### EXERCISE
Work out how many lines in the material below hold "white", then give only that number.

### DATA SUPPLIED
----
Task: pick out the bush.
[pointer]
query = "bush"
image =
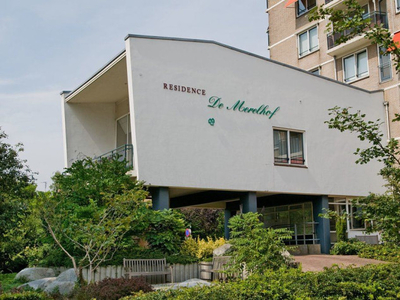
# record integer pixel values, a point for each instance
(256, 247)
(351, 247)
(369, 282)
(201, 248)
(25, 296)
(113, 289)
(8, 282)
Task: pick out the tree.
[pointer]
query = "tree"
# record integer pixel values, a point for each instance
(382, 212)
(17, 231)
(352, 21)
(254, 247)
(92, 206)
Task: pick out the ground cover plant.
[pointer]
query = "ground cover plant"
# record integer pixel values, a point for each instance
(113, 289)
(201, 248)
(369, 282)
(256, 247)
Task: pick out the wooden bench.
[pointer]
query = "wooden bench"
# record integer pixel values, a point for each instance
(147, 267)
(218, 265)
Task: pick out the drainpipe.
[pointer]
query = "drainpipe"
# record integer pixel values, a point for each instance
(386, 104)
(334, 66)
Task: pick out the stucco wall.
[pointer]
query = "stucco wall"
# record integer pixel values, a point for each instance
(90, 129)
(175, 145)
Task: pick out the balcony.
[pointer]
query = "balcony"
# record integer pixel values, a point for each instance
(356, 42)
(123, 153)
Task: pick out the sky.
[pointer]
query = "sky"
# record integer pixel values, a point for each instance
(47, 46)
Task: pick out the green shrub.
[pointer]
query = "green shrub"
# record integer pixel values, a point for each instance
(386, 252)
(113, 289)
(7, 282)
(369, 282)
(255, 246)
(201, 248)
(350, 247)
(25, 296)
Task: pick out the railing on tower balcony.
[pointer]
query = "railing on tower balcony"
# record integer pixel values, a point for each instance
(375, 17)
(123, 153)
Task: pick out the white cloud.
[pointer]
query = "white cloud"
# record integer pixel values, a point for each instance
(35, 120)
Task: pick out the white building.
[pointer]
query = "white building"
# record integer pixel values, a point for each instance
(211, 125)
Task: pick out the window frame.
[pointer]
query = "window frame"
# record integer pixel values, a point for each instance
(307, 8)
(355, 55)
(314, 71)
(288, 147)
(381, 65)
(309, 50)
(128, 127)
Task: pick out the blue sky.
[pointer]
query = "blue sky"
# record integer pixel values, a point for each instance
(50, 46)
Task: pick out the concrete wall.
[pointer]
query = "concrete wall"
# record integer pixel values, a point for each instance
(90, 129)
(176, 146)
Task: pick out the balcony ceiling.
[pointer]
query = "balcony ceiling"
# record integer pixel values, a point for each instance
(108, 85)
(350, 46)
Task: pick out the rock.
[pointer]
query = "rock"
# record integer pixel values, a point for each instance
(31, 274)
(39, 284)
(63, 287)
(191, 283)
(64, 283)
(221, 250)
(68, 275)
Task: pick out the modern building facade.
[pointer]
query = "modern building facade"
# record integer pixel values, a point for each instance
(295, 41)
(204, 124)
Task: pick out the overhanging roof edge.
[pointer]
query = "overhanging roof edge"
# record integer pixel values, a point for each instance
(248, 53)
(76, 91)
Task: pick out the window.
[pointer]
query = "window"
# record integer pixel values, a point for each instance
(298, 218)
(315, 71)
(124, 136)
(303, 6)
(355, 66)
(356, 218)
(288, 147)
(308, 41)
(385, 64)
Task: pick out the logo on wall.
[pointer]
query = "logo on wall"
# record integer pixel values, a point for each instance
(240, 106)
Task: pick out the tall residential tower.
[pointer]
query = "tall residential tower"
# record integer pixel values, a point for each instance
(295, 41)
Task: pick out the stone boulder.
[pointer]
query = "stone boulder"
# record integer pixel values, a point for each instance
(39, 284)
(63, 287)
(64, 283)
(220, 251)
(31, 274)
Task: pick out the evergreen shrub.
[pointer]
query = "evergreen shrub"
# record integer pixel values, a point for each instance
(369, 282)
(349, 247)
(113, 289)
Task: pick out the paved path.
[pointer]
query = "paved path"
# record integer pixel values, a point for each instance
(318, 262)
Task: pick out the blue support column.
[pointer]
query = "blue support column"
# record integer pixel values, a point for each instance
(322, 229)
(228, 215)
(160, 198)
(249, 202)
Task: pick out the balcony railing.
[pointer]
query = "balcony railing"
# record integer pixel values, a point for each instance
(123, 153)
(386, 71)
(375, 17)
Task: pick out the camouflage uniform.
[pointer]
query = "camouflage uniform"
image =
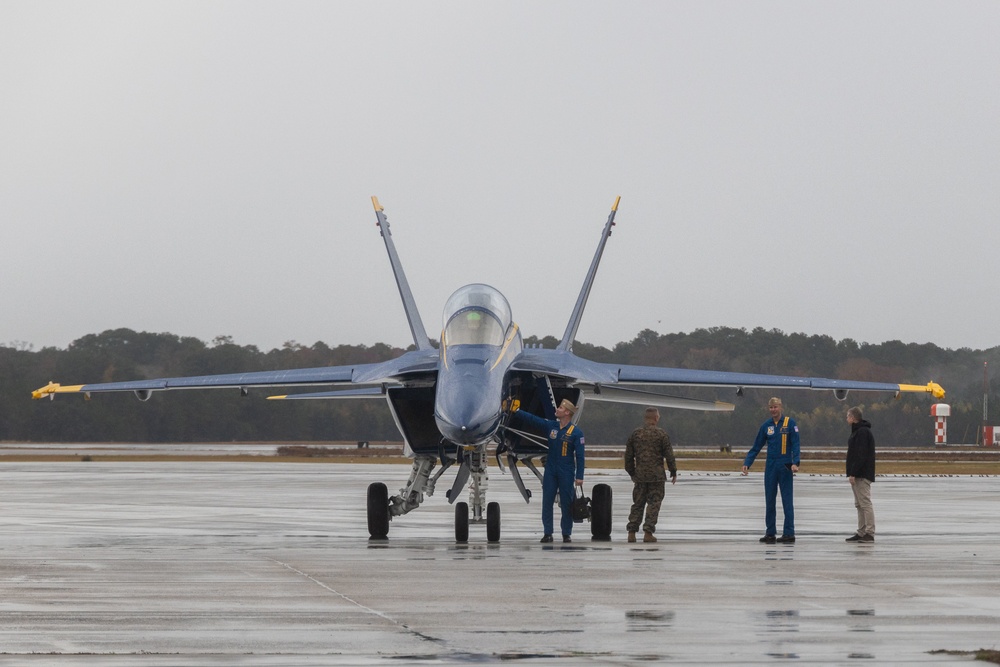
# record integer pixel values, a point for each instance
(645, 452)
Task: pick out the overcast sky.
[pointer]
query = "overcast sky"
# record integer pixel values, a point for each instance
(206, 168)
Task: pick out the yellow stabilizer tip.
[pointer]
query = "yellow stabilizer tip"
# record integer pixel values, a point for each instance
(932, 388)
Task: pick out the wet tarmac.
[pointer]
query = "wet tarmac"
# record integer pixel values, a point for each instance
(202, 563)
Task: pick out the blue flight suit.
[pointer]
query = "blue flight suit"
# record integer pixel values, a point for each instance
(563, 465)
(782, 438)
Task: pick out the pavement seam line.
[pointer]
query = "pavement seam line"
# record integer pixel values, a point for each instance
(369, 610)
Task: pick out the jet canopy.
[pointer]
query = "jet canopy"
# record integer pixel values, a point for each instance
(476, 314)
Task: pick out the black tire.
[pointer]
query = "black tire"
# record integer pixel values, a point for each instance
(493, 522)
(378, 511)
(462, 522)
(600, 518)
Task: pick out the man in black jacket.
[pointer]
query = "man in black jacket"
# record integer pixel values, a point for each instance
(861, 473)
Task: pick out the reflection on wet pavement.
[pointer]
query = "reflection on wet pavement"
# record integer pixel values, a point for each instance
(270, 564)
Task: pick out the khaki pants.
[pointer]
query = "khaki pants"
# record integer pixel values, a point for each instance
(862, 489)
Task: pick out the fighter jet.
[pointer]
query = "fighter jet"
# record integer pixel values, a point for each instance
(452, 402)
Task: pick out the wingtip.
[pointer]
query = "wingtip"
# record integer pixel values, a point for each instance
(932, 388)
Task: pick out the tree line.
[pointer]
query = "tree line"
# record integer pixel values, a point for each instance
(224, 416)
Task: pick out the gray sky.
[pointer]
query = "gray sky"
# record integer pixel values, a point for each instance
(206, 168)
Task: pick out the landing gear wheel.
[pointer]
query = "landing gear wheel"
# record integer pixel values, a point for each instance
(462, 522)
(493, 522)
(600, 518)
(378, 511)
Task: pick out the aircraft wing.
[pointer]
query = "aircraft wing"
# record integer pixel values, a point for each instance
(639, 384)
(417, 362)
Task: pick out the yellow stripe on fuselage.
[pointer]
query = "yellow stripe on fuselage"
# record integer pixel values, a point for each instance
(506, 344)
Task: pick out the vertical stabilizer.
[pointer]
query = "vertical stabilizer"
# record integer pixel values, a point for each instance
(409, 305)
(581, 301)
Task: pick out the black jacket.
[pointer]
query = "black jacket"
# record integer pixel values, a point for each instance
(861, 451)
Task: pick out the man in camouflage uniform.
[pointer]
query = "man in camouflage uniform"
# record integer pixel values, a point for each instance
(645, 452)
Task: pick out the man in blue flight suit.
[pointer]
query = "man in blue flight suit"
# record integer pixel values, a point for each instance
(782, 438)
(563, 464)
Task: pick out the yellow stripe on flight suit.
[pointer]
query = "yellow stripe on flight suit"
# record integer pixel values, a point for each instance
(566, 438)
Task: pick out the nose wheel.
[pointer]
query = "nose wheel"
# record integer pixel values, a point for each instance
(378, 511)
(462, 522)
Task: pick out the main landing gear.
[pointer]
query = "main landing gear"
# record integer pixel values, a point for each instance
(379, 512)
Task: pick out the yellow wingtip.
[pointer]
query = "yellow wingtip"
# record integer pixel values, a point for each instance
(53, 388)
(932, 388)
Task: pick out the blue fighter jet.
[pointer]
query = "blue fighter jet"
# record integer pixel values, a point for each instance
(452, 402)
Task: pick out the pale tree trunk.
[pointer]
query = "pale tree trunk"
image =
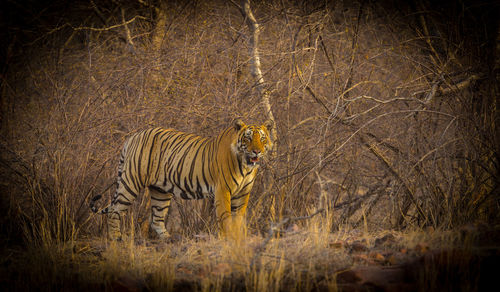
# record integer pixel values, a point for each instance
(255, 63)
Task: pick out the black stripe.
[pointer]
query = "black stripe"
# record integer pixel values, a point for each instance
(159, 208)
(160, 190)
(239, 196)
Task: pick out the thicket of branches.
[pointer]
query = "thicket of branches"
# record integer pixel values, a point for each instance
(386, 113)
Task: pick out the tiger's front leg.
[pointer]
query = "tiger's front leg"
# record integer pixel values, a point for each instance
(239, 205)
(223, 212)
(160, 204)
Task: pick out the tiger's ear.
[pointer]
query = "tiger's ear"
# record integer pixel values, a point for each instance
(238, 124)
(269, 125)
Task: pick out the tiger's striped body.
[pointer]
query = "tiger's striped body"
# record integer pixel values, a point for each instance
(170, 163)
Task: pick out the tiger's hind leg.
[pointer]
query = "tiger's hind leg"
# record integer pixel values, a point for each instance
(121, 202)
(160, 204)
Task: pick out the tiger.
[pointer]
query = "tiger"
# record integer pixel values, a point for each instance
(167, 163)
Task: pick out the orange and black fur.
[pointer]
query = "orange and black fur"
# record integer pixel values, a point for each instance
(170, 163)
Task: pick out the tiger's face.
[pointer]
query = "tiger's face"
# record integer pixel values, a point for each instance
(253, 142)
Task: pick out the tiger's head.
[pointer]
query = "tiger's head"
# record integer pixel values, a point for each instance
(253, 142)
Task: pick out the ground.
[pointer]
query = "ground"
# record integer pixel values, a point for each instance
(299, 259)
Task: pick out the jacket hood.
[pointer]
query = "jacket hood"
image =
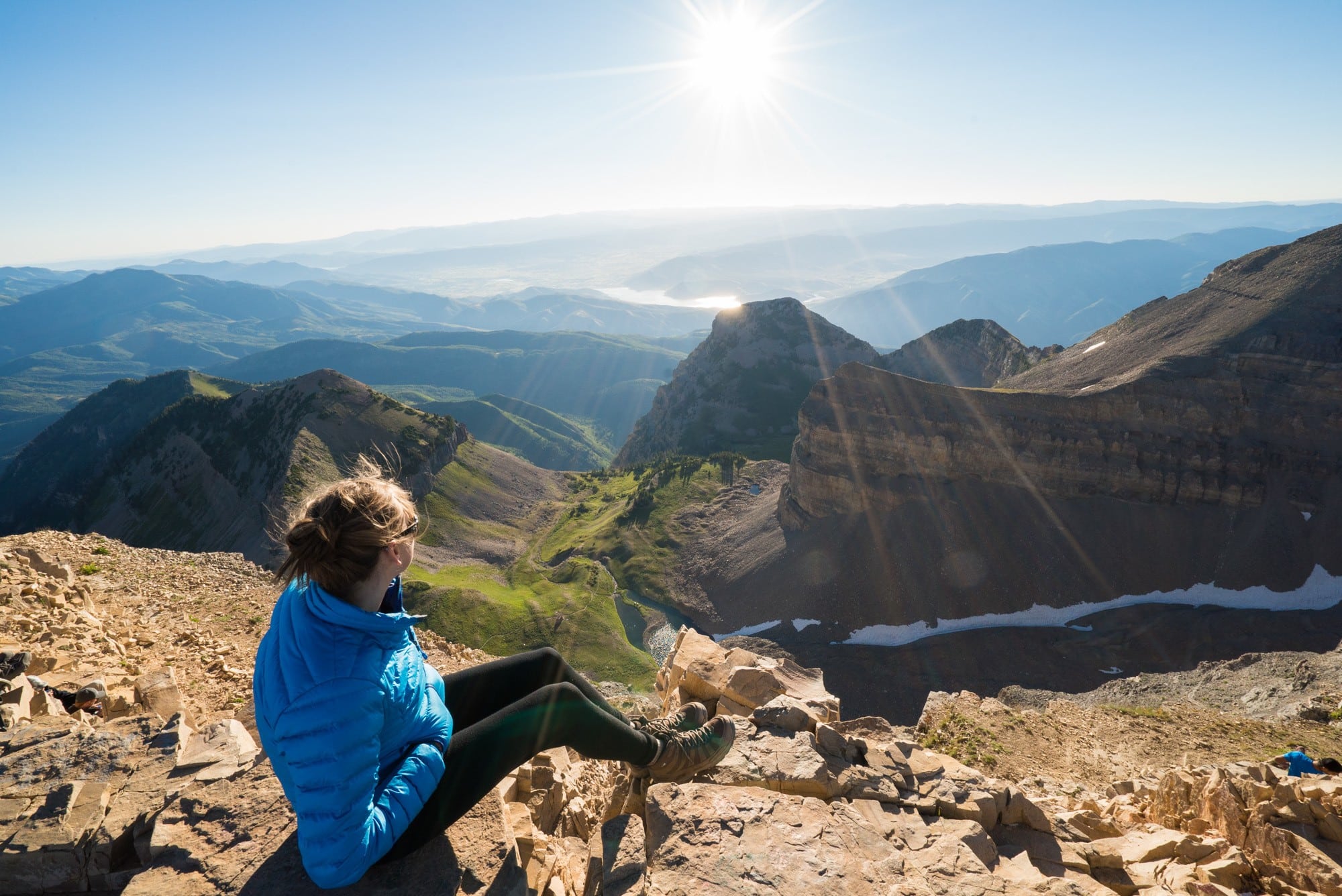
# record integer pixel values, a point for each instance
(387, 626)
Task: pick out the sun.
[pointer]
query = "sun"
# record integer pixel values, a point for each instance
(736, 58)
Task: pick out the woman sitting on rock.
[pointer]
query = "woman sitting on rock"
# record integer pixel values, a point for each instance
(376, 752)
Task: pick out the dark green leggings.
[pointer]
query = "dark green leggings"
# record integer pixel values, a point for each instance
(505, 713)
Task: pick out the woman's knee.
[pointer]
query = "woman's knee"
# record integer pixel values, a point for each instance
(547, 655)
(563, 693)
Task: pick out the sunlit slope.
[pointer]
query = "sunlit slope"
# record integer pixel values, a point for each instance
(195, 463)
(606, 379)
(541, 437)
(482, 579)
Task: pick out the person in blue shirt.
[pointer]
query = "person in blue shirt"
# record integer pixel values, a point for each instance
(379, 753)
(1298, 764)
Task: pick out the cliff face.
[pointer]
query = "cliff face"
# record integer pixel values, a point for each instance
(1206, 399)
(966, 353)
(741, 387)
(1195, 443)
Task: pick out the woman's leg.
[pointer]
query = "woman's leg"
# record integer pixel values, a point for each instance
(484, 690)
(481, 754)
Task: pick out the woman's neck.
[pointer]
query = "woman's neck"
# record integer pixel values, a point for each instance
(368, 595)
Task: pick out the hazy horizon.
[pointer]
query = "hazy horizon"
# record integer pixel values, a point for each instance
(158, 129)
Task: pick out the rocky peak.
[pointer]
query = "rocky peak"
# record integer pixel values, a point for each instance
(1284, 302)
(168, 793)
(740, 390)
(966, 353)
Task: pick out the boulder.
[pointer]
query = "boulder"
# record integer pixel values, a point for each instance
(708, 839)
(623, 859)
(786, 713)
(158, 691)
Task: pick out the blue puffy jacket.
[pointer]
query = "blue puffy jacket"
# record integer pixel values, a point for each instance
(350, 716)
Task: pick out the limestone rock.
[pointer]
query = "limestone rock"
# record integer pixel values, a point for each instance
(159, 693)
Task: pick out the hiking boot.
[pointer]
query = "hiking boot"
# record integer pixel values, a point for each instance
(14, 663)
(693, 752)
(688, 718)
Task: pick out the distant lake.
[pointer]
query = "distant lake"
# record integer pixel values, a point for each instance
(657, 297)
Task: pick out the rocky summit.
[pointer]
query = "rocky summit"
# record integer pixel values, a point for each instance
(741, 387)
(966, 353)
(1194, 445)
(167, 792)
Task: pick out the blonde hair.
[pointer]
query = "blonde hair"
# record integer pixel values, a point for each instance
(338, 532)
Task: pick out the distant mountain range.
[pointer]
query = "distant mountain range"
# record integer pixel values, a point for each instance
(837, 262)
(1043, 294)
(194, 463)
(607, 379)
(531, 431)
(17, 282)
(745, 253)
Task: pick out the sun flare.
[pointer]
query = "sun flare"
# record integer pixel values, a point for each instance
(736, 58)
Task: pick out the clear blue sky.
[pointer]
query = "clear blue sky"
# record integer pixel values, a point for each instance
(152, 127)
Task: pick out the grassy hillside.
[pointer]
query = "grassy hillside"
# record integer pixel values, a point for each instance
(555, 590)
(541, 437)
(495, 591)
(606, 379)
(629, 518)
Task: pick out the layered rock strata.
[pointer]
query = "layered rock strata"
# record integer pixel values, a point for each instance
(1195, 442)
(1204, 399)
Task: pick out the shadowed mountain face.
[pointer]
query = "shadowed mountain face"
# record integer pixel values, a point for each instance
(194, 467)
(1043, 294)
(1194, 445)
(741, 387)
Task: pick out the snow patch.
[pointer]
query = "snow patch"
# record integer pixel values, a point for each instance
(1319, 594)
(750, 630)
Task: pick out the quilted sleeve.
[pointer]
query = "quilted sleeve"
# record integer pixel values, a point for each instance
(348, 819)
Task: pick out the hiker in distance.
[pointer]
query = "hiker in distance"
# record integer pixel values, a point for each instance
(379, 753)
(1298, 764)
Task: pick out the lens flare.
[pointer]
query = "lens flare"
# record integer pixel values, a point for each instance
(736, 58)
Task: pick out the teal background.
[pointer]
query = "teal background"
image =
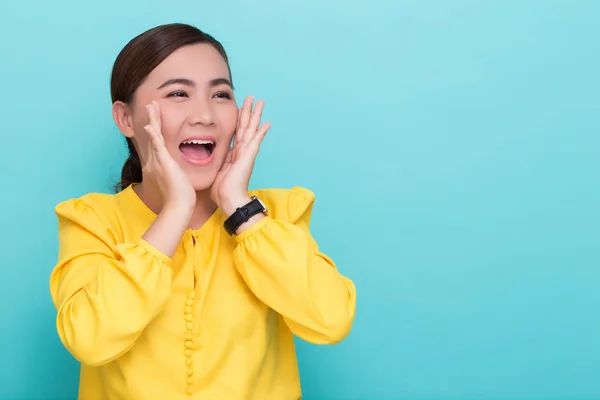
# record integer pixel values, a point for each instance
(453, 147)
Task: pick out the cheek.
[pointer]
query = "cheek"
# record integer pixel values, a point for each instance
(228, 117)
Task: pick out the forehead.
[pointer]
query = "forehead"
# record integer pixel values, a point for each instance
(198, 62)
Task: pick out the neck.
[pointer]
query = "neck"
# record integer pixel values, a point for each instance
(204, 208)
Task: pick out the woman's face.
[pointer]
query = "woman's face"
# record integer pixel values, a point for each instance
(197, 109)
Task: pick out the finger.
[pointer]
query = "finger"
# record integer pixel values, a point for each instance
(155, 142)
(155, 120)
(256, 116)
(228, 156)
(245, 114)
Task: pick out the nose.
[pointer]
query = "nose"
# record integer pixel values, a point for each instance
(201, 112)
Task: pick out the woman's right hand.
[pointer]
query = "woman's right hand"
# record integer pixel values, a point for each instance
(158, 165)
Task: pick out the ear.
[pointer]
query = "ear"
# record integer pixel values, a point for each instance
(123, 118)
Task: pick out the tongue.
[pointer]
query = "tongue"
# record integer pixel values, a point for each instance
(194, 151)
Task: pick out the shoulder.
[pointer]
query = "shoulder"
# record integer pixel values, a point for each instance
(290, 204)
(91, 206)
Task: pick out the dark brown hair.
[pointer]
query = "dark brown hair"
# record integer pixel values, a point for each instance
(136, 61)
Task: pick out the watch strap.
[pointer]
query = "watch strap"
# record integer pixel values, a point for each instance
(242, 215)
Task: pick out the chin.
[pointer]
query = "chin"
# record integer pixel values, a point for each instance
(202, 182)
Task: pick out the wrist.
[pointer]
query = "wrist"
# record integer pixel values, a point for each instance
(229, 205)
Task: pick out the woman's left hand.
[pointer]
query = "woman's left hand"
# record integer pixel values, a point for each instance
(230, 189)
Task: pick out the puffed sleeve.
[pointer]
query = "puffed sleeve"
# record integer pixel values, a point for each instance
(283, 266)
(105, 292)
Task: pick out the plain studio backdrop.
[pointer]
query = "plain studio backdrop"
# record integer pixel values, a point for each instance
(453, 147)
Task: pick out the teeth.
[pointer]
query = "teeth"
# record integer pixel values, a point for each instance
(198, 142)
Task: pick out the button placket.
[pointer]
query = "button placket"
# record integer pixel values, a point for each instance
(188, 343)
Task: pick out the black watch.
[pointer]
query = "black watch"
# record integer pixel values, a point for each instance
(243, 214)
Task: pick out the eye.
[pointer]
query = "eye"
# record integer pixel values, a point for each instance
(223, 95)
(178, 93)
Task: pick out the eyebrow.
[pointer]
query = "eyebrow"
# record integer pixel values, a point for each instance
(191, 83)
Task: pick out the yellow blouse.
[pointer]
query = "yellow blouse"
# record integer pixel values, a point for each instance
(213, 322)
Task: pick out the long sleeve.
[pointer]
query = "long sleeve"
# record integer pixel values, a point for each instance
(105, 292)
(282, 265)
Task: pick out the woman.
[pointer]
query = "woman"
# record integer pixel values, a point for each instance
(185, 284)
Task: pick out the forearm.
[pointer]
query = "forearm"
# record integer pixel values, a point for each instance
(167, 229)
(281, 264)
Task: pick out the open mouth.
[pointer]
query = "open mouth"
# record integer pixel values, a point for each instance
(197, 149)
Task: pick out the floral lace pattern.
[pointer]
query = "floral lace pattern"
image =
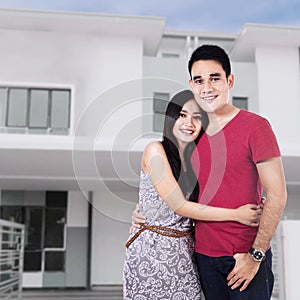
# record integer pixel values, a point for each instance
(157, 266)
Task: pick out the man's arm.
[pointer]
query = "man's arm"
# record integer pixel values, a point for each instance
(272, 178)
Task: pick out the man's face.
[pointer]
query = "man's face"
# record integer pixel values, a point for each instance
(210, 85)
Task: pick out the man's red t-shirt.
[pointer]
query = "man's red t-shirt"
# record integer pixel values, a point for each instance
(225, 165)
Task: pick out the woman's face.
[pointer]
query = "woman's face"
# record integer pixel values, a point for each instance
(188, 125)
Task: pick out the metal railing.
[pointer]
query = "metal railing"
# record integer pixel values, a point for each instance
(11, 259)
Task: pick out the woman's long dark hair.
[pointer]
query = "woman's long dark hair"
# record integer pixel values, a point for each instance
(170, 145)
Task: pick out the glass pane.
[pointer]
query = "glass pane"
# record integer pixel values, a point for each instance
(3, 98)
(55, 223)
(32, 260)
(60, 109)
(17, 108)
(38, 114)
(54, 261)
(56, 199)
(13, 214)
(33, 221)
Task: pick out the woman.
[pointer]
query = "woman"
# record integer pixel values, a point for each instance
(158, 263)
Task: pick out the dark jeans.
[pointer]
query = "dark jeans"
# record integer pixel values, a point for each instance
(213, 272)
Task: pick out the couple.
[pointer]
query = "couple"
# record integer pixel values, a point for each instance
(234, 159)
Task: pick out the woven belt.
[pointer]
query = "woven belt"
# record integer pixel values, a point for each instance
(160, 230)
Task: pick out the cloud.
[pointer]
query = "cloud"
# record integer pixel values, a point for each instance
(196, 15)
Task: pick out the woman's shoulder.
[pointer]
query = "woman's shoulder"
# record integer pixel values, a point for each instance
(152, 150)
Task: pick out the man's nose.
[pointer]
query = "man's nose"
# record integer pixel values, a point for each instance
(206, 86)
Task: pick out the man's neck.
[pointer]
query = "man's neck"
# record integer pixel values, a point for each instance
(219, 119)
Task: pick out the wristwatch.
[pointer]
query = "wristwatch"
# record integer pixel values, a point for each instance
(257, 255)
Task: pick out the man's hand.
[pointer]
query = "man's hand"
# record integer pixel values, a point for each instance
(243, 272)
(137, 218)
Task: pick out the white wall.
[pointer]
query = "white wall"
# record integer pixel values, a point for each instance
(111, 222)
(95, 67)
(279, 93)
(245, 84)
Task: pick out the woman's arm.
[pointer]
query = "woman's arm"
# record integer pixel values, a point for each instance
(155, 163)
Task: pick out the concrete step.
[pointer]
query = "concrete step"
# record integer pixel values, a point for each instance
(111, 292)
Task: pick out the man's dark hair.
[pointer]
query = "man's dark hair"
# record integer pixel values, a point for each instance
----
### EXPECTED ANSWER
6